**Tasks to carry out:**
1. In the article below on how Obama may affect travel, shorten the paragraph beginning "Greater support for Amtrak" into a short list that keeps its main facts.
2. The article below on Obama and travel says a far more favorable environment now exists for Amtrak. Using only what the article says, explain in one to three sentences why.
3. Answer these questions about the article below on Obama and travel:
(a) Which state did Sen. John Sununu represent?
(b) Which two cities does the article name as places where reviving abandoned tracks would restore rail service?
(c) What does the article give as a primary purpose of the National Infrastructure Bank?

**Excerpted passage:**
Saturday, November 29, 2008

Arthur Frommer Predicts More Travel to Cuba

By Arthur Frommer
www.frommers.com

Published: Saturday, November 29, 2008 at 12:01 a.m.
Last Modified: Saturday, November 29, 2008 at 9:15 p.m.

It's obvious that the new president-elect will have more urgent matters than travel on his agenda. But after dealing with the economic crisis, Afghanistan and Iraq, Iran, health care, energy, education and more, he may have time for one or two lesser matters affecting the travel industry. Here, without partisan comment either pro or con, are the ways in which Barack Obama may affect the world of travel:

Greater support for Amtrak. The president-elect has supported larger appropriations for operating and expanding Amtrak, while his adversary, Sen. John McCain, was well-known for opposing that federal support. In addition, the Senate's most active opponent of Amtrak - Sen. John Sununu of New Hampshire - was defeated for re-election, and there's no doubt that a far more favorable environment now exists for improving and expanding Amtrak.

In the campaign, Obama also favored creation of a National Infrastructure Bank for funding such initiatives as reviving the many hundreds of miles of abandoned railroad tracks, which would restore rail service to such cities as Nashville, Tenn. and Las Vegas. Though a primary purpose of that bank was to create jobs, the dividends to our travel facilities are obvious.

**Data provided:**
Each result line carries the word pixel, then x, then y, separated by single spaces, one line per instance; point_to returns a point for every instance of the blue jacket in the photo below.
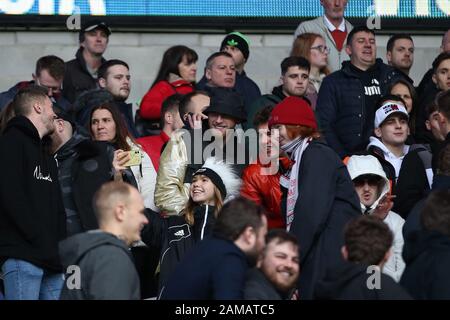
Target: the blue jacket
pixel 244 86
pixel 214 269
pixel 341 108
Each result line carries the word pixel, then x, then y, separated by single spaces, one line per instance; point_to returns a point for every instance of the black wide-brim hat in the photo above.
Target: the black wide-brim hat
pixel 227 102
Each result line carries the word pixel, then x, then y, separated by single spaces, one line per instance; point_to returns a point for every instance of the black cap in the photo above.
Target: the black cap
pixel 63 114
pixel 92 25
pixel 227 102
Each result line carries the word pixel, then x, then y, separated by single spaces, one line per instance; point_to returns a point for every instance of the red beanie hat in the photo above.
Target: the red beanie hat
pixel 294 111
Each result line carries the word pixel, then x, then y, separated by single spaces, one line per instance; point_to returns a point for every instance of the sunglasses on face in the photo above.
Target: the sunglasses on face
pixel 371 180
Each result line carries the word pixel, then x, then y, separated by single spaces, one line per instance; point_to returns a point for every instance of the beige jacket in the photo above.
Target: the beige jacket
pixel 171 194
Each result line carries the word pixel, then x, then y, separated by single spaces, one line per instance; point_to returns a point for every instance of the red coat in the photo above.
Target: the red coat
pixel 153 145
pixel 150 107
pixel 265 190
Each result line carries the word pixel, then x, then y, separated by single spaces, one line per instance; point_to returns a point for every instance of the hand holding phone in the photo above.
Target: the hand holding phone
pixel 135 156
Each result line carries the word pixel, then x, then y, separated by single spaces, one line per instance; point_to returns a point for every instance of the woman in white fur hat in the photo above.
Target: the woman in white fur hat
pixel 212 185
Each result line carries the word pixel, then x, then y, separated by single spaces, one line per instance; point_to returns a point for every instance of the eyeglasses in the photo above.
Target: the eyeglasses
pixel 54 89
pixel 322 49
pixel 371 180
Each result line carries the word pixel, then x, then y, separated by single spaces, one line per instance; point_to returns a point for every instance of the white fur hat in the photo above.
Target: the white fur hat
pixel 223 177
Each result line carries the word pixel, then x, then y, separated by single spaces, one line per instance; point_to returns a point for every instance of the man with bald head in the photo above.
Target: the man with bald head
pixel 426 91
pixel 31 210
pixel 106 268
pixel 427 81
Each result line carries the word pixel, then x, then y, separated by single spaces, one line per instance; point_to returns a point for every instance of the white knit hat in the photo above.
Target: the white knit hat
pixel 222 176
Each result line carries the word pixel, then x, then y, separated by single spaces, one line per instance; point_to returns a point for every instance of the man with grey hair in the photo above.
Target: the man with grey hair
pixel 106 268
pixel 333 27
pixel 32 218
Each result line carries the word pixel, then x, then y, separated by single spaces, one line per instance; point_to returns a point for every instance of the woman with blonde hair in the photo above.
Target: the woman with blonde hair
pixel 318 194
pixel 107 124
pixel 313 48
pixel 212 185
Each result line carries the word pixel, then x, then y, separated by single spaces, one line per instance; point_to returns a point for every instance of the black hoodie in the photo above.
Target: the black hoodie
pixel 107 271
pixel 32 218
pixel 349 281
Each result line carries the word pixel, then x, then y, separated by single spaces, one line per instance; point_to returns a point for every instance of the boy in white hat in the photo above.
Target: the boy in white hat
pixel 372 187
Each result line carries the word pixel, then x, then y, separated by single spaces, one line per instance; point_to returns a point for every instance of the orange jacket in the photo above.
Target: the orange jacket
pixel 265 190
pixel 150 107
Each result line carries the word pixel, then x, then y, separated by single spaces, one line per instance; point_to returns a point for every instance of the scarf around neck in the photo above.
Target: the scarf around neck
pixel 289 180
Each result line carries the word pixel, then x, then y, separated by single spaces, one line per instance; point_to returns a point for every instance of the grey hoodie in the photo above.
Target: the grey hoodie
pixel 103 266
pixel 362 165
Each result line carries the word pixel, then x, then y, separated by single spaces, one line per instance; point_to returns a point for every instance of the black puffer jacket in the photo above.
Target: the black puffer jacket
pixel 176 237
pixel 106 268
pixel 77 78
pixel 348 281
pixel 341 108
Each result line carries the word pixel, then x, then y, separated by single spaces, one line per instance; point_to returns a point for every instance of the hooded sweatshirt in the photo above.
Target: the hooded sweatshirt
pixel 395 265
pixel 348 281
pixel 32 217
pixel 388 155
pixel 107 271
pixel 427 257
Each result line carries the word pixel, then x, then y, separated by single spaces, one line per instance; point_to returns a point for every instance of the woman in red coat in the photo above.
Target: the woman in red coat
pixel 176 75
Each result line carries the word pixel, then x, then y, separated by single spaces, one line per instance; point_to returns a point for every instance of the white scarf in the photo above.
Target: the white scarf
pixel 289 180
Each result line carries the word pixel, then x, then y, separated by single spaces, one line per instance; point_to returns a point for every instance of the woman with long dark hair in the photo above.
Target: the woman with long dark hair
pixel 318 194
pixel 107 124
pixel 177 74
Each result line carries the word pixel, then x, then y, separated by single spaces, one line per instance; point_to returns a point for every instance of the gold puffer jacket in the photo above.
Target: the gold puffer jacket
pixel 171 194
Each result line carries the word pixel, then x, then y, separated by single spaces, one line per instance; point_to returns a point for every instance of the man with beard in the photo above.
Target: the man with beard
pixel 49 74
pixel 347 98
pixel 32 219
pixel 294 82
pixel 82 72
pixel 114 77
pixel 216 267
pixel 277 269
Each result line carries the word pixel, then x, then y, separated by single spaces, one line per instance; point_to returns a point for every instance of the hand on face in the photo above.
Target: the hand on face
pixel 384 206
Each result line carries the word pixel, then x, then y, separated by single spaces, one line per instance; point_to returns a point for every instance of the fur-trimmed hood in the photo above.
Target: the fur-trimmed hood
pixel 226 173
pixel 361 165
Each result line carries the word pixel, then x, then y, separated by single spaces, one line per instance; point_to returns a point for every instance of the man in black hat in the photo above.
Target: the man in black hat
pixel 238 46
pixel 213 134
pixel 83 166
pixel 81 72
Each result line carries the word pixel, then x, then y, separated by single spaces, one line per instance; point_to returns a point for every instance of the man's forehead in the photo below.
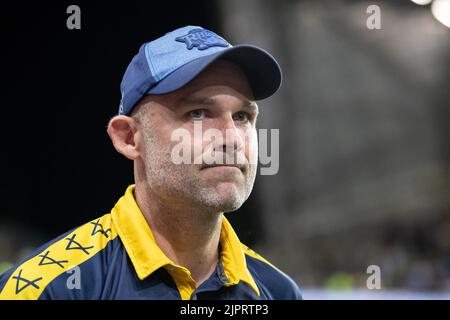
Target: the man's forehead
pixel 197 98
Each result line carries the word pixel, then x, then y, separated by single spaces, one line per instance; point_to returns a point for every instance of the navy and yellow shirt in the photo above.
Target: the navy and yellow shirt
pixel 117 257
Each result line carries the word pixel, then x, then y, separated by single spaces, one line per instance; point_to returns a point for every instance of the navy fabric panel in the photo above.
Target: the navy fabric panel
pixel 273 284
pixel 5 276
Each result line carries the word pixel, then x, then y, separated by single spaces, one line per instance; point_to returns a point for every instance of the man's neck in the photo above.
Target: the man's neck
pixel 188 235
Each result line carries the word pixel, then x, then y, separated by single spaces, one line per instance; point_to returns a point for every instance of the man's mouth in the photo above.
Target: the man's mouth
pixel 238 166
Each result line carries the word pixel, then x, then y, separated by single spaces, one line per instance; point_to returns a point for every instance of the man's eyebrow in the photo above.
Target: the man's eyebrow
pixel 193 100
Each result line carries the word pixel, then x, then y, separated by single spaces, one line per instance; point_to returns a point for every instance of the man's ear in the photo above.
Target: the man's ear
pixel 124 135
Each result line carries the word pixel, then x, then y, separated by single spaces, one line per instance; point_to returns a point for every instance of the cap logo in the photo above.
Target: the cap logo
pixel 202 39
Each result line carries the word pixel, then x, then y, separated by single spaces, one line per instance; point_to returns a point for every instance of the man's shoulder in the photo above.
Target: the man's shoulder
pixel 275 283
pixel 39 272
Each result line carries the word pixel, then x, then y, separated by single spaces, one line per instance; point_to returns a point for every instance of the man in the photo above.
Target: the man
pixel 167 238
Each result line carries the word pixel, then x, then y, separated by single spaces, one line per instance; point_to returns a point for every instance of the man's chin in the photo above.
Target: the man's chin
pixel 226 197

**Solution set:**
1.
- Obama has backed larger funding to run and expand Amtrak.
- His opponent, Sen. John McCain, was known for opposing that federal support.
- Sen. John Sununu of New Hampshire, the Senate's most active Amtrak opponent, lost his re-election bid.
- The climate for improving and expanding Amtrak is now far more favorable.

2. The president-elect has supported larger appropriations for operating and expanding Amtrak. Also, Sen. John Sununu of New Hampshire, the Senate's most active opponent of Amtrak, was defeated for re-election.

3.
(a) New Hampshire
(b) Nashville, Tenn., and Las Vegas
(c) To create jobs